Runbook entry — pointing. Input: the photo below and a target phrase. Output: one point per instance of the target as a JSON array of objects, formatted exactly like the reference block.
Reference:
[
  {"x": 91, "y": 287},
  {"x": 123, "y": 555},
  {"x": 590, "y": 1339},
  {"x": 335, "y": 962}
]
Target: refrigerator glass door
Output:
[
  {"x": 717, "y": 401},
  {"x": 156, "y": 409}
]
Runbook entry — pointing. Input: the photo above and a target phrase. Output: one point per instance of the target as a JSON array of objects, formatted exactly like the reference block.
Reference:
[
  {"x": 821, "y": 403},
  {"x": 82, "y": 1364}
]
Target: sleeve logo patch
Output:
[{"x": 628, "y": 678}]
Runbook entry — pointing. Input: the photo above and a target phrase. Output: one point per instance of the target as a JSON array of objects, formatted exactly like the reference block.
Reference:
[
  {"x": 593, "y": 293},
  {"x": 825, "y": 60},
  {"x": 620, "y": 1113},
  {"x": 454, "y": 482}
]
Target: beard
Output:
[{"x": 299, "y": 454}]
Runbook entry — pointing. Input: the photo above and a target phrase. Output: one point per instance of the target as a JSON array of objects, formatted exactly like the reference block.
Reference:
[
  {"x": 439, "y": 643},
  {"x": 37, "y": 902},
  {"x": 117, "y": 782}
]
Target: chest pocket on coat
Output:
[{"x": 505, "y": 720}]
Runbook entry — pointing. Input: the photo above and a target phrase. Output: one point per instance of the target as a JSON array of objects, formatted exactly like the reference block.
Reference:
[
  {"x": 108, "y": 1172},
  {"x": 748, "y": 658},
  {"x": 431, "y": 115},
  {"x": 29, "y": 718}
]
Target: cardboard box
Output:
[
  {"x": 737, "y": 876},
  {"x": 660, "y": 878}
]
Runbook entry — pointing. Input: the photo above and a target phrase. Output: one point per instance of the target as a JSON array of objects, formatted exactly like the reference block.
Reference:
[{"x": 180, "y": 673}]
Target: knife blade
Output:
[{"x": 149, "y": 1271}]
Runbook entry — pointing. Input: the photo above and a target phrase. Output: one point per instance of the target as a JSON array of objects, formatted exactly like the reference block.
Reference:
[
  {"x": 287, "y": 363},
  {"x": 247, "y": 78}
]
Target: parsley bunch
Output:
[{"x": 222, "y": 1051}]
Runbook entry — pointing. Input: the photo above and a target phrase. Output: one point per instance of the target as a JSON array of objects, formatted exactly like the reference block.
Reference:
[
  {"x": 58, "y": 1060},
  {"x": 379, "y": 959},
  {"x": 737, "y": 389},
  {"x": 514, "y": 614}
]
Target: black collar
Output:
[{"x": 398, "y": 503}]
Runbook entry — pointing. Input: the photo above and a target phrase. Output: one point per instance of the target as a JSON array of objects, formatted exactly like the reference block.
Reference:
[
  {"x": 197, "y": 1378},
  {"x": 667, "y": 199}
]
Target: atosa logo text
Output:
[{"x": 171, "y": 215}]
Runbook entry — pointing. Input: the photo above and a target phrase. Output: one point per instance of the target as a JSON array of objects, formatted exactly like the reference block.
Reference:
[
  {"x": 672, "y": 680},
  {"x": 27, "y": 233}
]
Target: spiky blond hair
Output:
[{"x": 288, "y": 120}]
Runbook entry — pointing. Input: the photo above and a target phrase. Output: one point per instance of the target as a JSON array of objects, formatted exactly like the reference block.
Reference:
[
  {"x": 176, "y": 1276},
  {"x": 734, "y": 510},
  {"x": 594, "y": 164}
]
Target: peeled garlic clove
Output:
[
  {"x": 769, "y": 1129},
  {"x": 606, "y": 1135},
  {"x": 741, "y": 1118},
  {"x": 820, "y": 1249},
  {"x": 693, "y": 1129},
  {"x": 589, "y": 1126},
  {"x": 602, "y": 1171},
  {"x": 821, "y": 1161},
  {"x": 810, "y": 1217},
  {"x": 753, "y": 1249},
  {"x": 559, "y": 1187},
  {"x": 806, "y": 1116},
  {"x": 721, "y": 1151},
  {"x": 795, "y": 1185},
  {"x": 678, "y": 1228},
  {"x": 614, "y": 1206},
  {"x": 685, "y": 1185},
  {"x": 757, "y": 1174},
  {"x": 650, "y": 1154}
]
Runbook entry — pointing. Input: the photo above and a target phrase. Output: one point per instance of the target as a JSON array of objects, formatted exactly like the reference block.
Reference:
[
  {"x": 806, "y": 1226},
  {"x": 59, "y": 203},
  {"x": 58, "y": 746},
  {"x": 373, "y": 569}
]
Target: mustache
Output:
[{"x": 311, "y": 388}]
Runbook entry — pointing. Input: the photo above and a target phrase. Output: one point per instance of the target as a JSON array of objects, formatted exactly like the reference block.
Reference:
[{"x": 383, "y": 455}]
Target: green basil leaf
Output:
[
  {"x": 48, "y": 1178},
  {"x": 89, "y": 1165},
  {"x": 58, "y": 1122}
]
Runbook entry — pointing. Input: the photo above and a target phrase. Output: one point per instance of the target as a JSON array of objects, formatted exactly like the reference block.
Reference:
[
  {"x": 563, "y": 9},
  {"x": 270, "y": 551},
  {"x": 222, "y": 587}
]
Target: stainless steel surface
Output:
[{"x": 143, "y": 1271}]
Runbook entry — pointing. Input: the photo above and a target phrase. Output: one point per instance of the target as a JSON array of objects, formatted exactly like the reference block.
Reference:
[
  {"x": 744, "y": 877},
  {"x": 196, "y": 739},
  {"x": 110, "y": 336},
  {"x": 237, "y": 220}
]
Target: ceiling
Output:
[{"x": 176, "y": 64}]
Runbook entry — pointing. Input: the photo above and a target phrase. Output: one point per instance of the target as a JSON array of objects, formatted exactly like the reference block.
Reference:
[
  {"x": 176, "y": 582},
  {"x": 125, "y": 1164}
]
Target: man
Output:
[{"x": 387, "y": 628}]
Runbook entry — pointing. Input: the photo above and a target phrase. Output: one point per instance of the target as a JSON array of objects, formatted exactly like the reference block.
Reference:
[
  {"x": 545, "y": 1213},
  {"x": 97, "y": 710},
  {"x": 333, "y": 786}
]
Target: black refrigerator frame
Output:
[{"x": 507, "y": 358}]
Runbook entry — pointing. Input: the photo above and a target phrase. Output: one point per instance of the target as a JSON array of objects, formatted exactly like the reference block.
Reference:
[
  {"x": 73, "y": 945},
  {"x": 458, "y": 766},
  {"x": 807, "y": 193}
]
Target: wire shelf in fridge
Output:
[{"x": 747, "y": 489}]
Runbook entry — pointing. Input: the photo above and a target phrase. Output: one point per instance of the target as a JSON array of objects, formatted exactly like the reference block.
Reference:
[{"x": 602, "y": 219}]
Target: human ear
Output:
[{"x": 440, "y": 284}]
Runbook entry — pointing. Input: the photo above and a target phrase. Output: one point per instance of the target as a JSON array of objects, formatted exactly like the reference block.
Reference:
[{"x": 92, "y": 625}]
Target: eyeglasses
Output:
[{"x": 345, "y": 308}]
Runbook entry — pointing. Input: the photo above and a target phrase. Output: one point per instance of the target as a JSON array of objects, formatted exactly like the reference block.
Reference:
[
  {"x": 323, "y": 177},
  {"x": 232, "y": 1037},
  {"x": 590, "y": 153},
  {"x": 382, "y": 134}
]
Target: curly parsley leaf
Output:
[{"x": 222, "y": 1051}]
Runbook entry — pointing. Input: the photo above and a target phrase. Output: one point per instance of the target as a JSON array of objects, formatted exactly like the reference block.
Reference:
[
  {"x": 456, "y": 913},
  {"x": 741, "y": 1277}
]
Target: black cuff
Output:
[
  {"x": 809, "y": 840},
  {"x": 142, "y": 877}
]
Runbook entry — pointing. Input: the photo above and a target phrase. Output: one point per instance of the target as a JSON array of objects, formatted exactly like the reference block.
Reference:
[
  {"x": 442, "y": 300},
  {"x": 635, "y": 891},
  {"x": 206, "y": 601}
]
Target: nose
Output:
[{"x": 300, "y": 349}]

→ Exercise:
List every line above that contains the word "refrigerator".

→ Output of the exercise:
Target: refrigerator glass door
Target: black refrigerator frame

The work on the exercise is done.